* Start Records for this task *

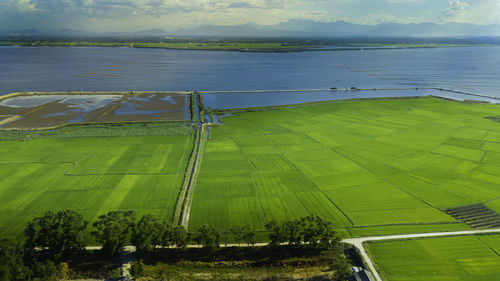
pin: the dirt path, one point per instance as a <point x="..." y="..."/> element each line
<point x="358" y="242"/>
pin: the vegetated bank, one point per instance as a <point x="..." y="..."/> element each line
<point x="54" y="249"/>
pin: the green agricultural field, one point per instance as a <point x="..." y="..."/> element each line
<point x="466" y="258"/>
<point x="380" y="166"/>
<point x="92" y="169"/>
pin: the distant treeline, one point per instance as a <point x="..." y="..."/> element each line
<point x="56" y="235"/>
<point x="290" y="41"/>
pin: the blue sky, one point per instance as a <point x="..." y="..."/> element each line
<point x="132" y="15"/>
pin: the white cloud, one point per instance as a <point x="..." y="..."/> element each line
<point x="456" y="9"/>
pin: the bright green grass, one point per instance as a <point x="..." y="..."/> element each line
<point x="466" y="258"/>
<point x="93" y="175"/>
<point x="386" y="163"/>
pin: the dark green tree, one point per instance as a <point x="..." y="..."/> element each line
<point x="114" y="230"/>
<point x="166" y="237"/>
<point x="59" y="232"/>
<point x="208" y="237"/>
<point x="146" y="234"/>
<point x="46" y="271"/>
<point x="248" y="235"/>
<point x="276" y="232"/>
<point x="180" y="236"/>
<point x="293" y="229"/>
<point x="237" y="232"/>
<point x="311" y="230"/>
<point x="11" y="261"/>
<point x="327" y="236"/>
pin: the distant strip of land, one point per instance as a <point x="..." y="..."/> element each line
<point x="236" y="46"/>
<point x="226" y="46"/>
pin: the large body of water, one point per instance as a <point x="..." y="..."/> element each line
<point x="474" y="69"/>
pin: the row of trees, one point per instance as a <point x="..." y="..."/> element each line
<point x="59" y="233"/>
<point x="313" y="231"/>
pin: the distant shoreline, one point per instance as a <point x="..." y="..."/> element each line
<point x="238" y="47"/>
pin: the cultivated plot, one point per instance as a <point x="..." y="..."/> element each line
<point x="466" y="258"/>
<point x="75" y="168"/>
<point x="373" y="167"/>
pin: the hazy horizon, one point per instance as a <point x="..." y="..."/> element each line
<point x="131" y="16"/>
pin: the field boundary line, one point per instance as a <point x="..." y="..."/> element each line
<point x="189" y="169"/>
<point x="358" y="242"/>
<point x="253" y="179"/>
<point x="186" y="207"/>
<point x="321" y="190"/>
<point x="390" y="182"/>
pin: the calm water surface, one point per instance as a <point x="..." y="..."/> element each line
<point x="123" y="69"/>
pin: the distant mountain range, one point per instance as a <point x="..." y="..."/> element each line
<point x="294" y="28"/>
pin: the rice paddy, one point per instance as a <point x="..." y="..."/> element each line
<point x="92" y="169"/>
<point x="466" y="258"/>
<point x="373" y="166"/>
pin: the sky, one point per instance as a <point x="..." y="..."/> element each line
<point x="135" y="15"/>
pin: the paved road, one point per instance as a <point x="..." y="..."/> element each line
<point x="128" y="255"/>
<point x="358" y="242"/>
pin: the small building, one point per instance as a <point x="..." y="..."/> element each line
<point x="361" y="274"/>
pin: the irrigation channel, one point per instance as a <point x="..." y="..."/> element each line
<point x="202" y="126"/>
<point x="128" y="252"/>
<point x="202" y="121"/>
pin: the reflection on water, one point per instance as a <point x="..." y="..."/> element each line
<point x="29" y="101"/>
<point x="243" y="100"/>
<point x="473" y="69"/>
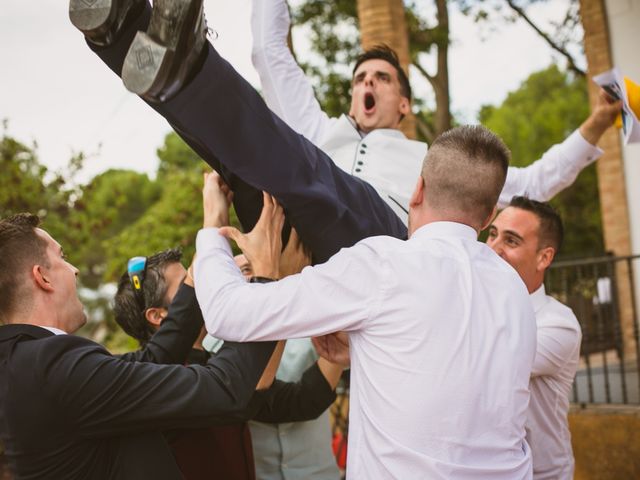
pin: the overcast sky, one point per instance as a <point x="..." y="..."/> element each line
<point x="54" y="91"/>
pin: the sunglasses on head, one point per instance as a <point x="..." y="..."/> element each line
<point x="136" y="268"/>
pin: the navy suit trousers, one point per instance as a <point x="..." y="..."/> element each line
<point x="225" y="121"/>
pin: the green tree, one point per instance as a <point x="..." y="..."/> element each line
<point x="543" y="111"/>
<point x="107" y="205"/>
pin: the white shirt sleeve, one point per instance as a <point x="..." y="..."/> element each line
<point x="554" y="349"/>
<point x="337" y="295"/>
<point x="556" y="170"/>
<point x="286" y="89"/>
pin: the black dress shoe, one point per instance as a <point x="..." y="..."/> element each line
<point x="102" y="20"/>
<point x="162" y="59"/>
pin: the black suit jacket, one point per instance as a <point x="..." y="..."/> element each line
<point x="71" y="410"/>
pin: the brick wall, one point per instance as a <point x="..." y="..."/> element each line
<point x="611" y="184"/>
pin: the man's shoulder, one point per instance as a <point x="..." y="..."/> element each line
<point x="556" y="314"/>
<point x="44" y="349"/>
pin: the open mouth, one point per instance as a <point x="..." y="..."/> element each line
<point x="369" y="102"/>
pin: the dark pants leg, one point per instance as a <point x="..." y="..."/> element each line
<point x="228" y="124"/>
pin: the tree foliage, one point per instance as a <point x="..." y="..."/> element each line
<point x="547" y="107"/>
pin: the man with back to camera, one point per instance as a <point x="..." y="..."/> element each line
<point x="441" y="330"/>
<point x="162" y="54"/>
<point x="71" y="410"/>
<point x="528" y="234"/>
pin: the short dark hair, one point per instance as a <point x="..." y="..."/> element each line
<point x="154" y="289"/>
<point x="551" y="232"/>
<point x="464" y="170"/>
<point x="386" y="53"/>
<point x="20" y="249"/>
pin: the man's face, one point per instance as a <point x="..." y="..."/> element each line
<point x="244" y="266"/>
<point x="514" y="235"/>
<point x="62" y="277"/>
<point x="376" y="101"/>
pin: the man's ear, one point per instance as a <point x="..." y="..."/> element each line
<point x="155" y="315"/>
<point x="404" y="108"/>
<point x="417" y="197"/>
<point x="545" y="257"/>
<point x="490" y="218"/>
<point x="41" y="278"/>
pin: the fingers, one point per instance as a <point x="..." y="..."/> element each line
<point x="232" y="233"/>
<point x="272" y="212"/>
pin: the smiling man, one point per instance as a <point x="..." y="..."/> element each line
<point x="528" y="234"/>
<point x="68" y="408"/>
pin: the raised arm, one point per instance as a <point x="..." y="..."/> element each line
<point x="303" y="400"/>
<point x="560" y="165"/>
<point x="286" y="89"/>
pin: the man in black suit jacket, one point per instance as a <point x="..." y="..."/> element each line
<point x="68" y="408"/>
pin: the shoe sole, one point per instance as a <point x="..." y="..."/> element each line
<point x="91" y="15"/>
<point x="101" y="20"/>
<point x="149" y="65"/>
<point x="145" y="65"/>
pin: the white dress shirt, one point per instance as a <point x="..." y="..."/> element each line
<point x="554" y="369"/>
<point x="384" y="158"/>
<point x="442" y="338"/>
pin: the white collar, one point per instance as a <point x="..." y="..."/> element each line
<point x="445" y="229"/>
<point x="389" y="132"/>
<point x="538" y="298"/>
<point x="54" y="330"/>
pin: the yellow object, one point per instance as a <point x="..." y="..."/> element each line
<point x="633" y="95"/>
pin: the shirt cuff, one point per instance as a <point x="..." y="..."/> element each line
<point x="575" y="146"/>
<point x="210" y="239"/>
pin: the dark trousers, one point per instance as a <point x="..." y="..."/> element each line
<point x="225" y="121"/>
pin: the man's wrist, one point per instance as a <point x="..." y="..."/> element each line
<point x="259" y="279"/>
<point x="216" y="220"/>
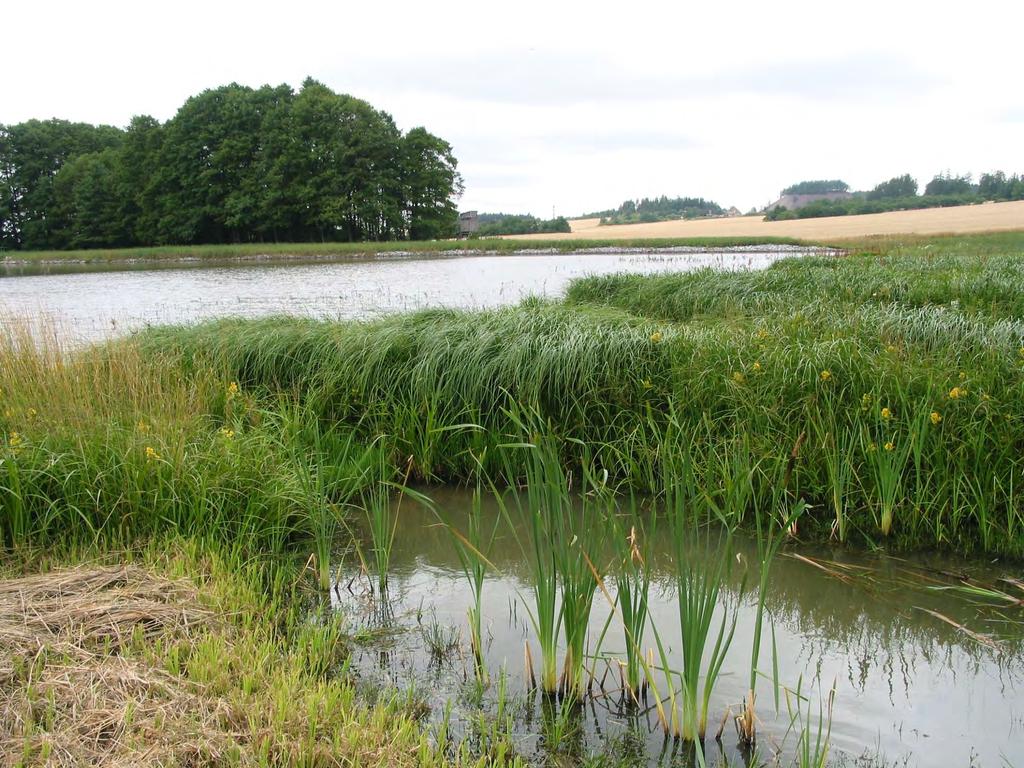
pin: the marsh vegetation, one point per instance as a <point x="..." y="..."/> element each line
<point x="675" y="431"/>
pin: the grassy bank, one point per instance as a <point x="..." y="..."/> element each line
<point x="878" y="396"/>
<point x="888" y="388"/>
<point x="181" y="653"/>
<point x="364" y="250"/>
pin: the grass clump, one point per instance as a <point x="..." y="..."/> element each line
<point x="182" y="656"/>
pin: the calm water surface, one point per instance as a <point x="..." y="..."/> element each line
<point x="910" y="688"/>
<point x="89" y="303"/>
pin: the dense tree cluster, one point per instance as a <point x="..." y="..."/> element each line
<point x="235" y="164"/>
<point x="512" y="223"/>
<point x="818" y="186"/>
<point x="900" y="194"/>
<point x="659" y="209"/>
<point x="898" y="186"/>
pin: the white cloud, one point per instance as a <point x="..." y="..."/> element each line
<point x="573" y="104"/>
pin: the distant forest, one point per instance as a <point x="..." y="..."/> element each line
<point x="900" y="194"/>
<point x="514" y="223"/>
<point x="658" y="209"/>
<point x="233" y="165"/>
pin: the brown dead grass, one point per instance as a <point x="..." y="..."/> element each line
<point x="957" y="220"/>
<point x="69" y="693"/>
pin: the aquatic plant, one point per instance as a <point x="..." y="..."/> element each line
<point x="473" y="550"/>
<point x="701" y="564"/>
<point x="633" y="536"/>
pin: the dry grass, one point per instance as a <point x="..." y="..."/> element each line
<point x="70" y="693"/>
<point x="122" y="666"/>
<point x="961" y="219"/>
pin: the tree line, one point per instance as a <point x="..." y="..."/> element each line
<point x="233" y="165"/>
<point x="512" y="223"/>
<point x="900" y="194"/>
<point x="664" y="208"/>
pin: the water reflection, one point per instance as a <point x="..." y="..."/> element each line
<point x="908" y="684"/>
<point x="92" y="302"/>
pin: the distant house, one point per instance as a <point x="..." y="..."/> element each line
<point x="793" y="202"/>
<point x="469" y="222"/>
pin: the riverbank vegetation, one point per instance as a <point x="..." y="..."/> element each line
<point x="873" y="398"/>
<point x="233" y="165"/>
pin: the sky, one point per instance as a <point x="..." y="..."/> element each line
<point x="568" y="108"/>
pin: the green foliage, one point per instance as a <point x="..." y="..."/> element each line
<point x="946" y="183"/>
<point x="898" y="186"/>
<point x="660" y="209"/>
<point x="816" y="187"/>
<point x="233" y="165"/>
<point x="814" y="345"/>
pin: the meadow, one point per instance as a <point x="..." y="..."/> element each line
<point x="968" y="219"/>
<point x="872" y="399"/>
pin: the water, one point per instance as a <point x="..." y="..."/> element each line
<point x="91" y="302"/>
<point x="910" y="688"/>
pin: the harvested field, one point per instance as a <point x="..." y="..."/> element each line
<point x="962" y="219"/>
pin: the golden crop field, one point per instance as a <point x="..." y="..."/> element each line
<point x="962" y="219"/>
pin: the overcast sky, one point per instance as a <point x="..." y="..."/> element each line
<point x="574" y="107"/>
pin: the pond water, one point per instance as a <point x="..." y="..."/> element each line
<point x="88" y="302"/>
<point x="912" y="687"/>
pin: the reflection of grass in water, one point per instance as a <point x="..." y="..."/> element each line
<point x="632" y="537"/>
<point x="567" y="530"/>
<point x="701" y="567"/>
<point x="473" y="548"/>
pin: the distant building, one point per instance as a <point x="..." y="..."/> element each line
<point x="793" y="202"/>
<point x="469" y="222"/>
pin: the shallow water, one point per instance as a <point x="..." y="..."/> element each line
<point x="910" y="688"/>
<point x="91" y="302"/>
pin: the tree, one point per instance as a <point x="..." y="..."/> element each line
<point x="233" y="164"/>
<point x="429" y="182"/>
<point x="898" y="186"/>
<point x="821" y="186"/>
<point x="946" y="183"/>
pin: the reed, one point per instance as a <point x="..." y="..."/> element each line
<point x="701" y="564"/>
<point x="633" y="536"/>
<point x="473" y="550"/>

* End Records for this task *

Goal → Quote exactly what appears from the line containing "pin: the harvested" through the final line of the listing above, including both of those lines.

Solution for this exercise →
pin: the harvested field, one point per instance as a <point x="..." y="..."/> element each line
<point x="962" y="219"/>
pin: the golden crop field, one point per instance as a <point x="..." y="..."/> element each line
<point x="962" y="219"/>
pin: the overcast sky, one point per instance as a <point x="..." y="..."/> element each line
<point x="574" y="107"/>
pin: the pond water, one point per instance as a <point x="..." y="..."/> element each line
<point x="88" y="302"/>
<point x="912" y="687"/>
pin: the reflection of grass in water, one point per instance as a <point x="..." y="..."/> element each line
<point x="632" y="537"/>
<point x="567" y="530"/>
<point x="701" y="567"/>
<point x="473" y="548"/>
pin: the distant building, one point per instance as a <point x="..." y="..."/> element each line
<point x="793" y="202"/>
<point x="469" y="222"/>
pin: the shallow water, one point per instance as a <point x="..." y="..."/> element each line
<point x="910" y="688"/>
<point x="91" y="302"/>
pin: the tree, one point per instance as a <point x="..." y="..."/> element each line
<point x="233" y="164"/>
<point x="429" y="182"/>
<point x="898" y="186"/>
<point x="821" y="186"/>
<point x="946" y="183"/>
pin: the reed, one point per instance as a <point x="..." y="..."/> element each line
<point x="701" y="564"/>
<point x="633" y="536"/>
<point x="473" y="550"/>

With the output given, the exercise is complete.